#### [STATED EXERCISE]
Rewrite all of the material below, changing every "in this photo" to "in this image" and keeping everything else the same. Omit the pictures from your answer.

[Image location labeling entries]
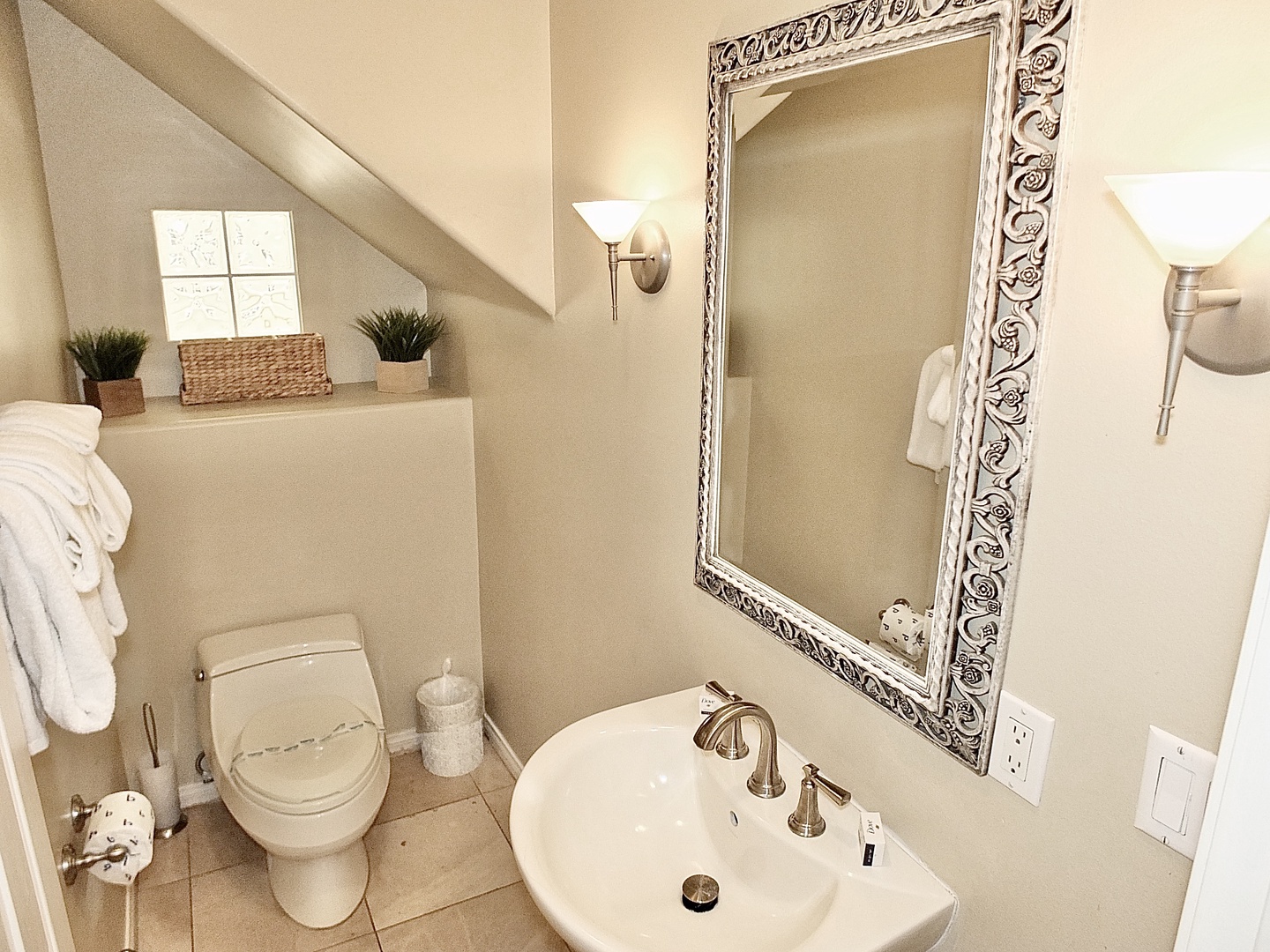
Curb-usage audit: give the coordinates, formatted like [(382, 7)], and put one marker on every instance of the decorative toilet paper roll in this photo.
[(905, 629), (123, 818), (159, 785)]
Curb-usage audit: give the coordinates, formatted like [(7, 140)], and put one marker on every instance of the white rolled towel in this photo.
[(109, 502), (28, 704), (71, 527), (49, 458), (123, 819), (64, 655), (929, 441), (74, 424)]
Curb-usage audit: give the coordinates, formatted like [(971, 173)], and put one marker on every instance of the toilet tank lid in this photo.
[(235, 651)]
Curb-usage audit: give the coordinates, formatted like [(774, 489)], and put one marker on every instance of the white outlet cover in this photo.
[(1177, 778), (1010, 744)]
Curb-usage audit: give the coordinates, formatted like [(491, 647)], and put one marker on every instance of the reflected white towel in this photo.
[(72, 424), (61, 651), (930, 439)]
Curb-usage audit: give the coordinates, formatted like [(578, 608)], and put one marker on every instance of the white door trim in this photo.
[(1229, 883), (32, 908)]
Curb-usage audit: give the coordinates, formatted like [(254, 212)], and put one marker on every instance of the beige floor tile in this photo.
[(423, 862), (499, 802), (170, 862), (504, 920), (163, 917), (235, 911), (216, 841), (412, 788), (492, 775), (366, 943)]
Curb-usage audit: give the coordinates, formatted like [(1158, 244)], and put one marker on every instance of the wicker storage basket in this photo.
[(253, 368)]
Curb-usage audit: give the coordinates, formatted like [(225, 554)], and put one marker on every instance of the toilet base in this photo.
[(322, 891)]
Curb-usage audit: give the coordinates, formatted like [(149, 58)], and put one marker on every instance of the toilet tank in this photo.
[(249, 669)]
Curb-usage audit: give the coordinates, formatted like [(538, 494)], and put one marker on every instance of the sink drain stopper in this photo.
[(700, 893)]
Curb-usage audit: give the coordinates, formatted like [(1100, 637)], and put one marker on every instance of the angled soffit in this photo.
[(233, 101)]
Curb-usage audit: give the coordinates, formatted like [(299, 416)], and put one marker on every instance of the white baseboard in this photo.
[(401, 741), (503, 749), (398, 741), (198, 792)]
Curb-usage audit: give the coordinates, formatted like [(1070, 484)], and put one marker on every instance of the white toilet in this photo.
[(292, 729)]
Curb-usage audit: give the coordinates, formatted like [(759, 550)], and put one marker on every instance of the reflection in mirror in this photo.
[(851, 222)]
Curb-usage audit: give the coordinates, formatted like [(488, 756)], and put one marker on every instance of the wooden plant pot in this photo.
[(116, 398), (401, 377)]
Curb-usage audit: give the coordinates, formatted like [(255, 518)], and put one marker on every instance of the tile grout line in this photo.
[(190, 893), (451, 905), (505, 834)]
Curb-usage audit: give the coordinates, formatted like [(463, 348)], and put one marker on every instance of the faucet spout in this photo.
[(766, 779)]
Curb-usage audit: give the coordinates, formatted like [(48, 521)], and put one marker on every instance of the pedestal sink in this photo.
[(614, 813)]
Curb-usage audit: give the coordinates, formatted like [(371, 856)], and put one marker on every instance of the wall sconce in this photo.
[(651, 248), (1194, 219)]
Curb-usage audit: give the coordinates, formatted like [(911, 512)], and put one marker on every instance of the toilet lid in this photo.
[(306, 749)]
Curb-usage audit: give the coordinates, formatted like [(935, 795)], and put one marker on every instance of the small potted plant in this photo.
[(403, 338), (109, 358)]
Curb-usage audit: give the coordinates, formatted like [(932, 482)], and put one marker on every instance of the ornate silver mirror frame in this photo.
[(954, 703)]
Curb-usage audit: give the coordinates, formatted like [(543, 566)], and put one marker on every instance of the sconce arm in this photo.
[(1184, 303), (1223, 297)]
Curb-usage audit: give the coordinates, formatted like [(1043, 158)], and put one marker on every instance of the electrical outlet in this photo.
[(1020, 747)]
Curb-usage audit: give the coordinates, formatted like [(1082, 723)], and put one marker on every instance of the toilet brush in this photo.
[(158, 777)]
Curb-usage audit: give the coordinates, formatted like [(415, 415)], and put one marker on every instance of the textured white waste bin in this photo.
[(450, 710)]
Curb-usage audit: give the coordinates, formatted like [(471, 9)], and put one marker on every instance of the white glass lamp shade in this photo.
[(1195, 219), (611, 221)]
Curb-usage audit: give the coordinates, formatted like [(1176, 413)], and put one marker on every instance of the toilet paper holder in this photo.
[(71, 862), (80, 811)]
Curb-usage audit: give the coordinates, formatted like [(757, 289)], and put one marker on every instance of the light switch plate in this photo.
[(1175, 782), (1020, 747)]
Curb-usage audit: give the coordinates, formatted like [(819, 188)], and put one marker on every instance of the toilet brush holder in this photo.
[(450, 711), (159, 785)]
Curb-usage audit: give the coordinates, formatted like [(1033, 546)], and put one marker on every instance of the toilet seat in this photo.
[(306, 755)]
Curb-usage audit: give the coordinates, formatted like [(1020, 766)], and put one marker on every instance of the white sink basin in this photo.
[(615, 811)]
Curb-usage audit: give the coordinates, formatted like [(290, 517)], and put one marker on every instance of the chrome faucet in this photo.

#### [CORRECT ANSWER]
Curb-usage audit: give the coordinates, formatted like [(382, 7)], and put one marker on every instance of the decorative toilet paper roll in this image.
[(905, 629), (123, 818), (159, 785)]
Curb-usage audit: give the coordinates, formatted like [(7, 140)], and put one marker on every instance of the white rolled towel in this image.
[(109, 502), (28, 704), (71, 527), (49, 458), (123, 819), (64, 655), (929, 441), (74, 424)]
Curb-usage audit: give the coordinates, formatted like [(971, 173)], and put one marker on every instance of the toilet tank lid in this image.
[(235, 651)]
Curb-usage audit: give the coordinates, formatted like [(774, 489)], and put one marker on every instance of the white outlet cover in this image.
[(1177, 778), (1010, 744)]
Curb-usage audit: give the coordinates, formatted like [(491, 647)], and put one marker on every instance of the reflected white towel in this image.
[(72, 424), (61, 651), (930, 439)]
Curb-usage audit: give the coordinates, formatted like [(578, 608)], and put one marker on every instance of the white door trim in this image.
[(1229, 883), (32, 908)]
Curb-usage audit: give the coordinates, formatted like [(254, 212)], and put one marker on every instance of the beige floor tile in this image.
[(423, 862), (499, 802), (170, 862), (504, 920), (163, 917), (235, 911), (216, 841), (412, 788), (492, 775), (366, 943)]
Curb-usage audit: give the coordinates, formatted like [(1158, 244)], and put one marker on every instance of the wicker storage basket in this image.
[(253, 368)]
Curb-usage audit: give the coordinates, formatted like [(225, 554)], and put one marker on every instance of the toilet base in this image.
[(322, 891)]
Curb-usage audit: give the coordinates, formatted like [(149, 58)], and put one marker on every instance of the toilet tank in this image.
[(249, 669)]
Curb-usage audit: give the coordinates, formatted like [(538, 494)], and put one marker on every instance of the sink drain stopper in this image.
[(700, 893)]
Curb-usage audit: give the coordinates, formatted like [(1100, 637)], and put one marker on every instance of the angled soffit in this image.
[(233, 101)]
Curb-usage audit: give the coordinates, formatted like [(299, 416)], and put one marker on every instance of the white baseboard in this image.
[(401, 741), (503, 749), (398, 741), (198, 792)]
Curb-usage audit: give the coordinates, formatted like [(1070, 484)], and put one marker on every instance of the white toilet in this image.
[(292, 729)]
Curb-usage audit: give the coordinates, formatted like [(759, 550)], and put one marker on every instance of the reflection in mirror in this image.
[(851, 222)]
Curb-usage audit: give the coordinates, formatted like [(488, 756)], and put one marker on every instance of the wooden plant pot in this image.
[(116, 398), (401, 377)]
Curb-usage audit: give the coordinates, formatted like [(255, 518)], and put one marker on every instance of the tile grout line in this image.
[(190, 893), (451, 905), (505, 834)]
Curb-usage audit: give the coordinates, formatted like [(463, 348)], and put one marker on every instance of the faucet spout in this image.
[(766, 779)]
Curb-usage audit: give the coordinates, formatted like [(48, 521)], and put one marker on every instance of the pedestal sink in this image.
[(614, 813)]
Curb-usage audit: give the coordinates, formatted like [(371, 856)], and put one marker on every instance of the wall sconce in this image.
[(651, 248), (1194, 219)]
Curb-usage audit: give the coordinates, formatted like [(911, 512)], and put one marker on every instance of the toilet lid in this image.
[(306, 749)]
Curb-usage audit: give the coordinates, formatted like [(935, 795)], and put one marker on every instance of the small potted plant in this image.
[(403, 338), (109, 358)]
Curb-usage audit: give the coordinates, formatted like [(932, 482)], and put one marker on every instance of the ornate silver mirror frame in this image.
[(954, 703)]
Curb-usage audit: give the coordinates, formatted like [(543, 566)], and put one marker on every instance of the sconce arm in this image.
[(1184, 303), (1223, 297)]
Curb-usage audit: give the coordinates, formatted like [(1043, 158)], and put one marker on every instance of the electrical outlet in this image.
[(1020, 747)]
Curb-usage audit: give the coordinates, formatted like [(1082, 723)], and put one marker on every instance of the toilet brush in this image.
[(158, 777)]
Curb-usage audit: give the coordinates, formatted like [(415, 415)], and put one marker on every instance of the textured white waste bin in this image.
[(450, 710)]
Curb-usage audit: give the coordinates, formatted like [(471, 9)], and put one marker on every instance of the white glass lamp shade in this image.
[(1195, 219), (611, 221)]
Curb-usage audit: give the coordinates, formatted like [(1176, 413)], and put one marker on every instance of the toilet paper holder in this image.
[(71, 862), (80, 811)]
Curb-usage audit: give the coordinates, formatted like [(757, 289)], and put one marker on every instance of the light switch plate in this image.
[(1175, 782), (1020, 747)]
Curb-usage audit: give the coordinates, formatted like [(819, 188)], and put one marker on every instance of the toilet brush holder in this image.
[(450, 711), (159, 785)]
Curb-usage audit: give the coordinates, formatted like [(1033, 546)], and put one marker on every instance of the toilet seat in this image.
[(306, 755)]
Curb-usage audit: give the coordinates, formatted like [(1020, 766)], and put one marker on every instance of the white sink basin in this image.
[(615, 811)]
Curb-usage audit: give the coordinates, formatted like [(290, 517)], and put one marker on every instance of the chrome faucet in this image.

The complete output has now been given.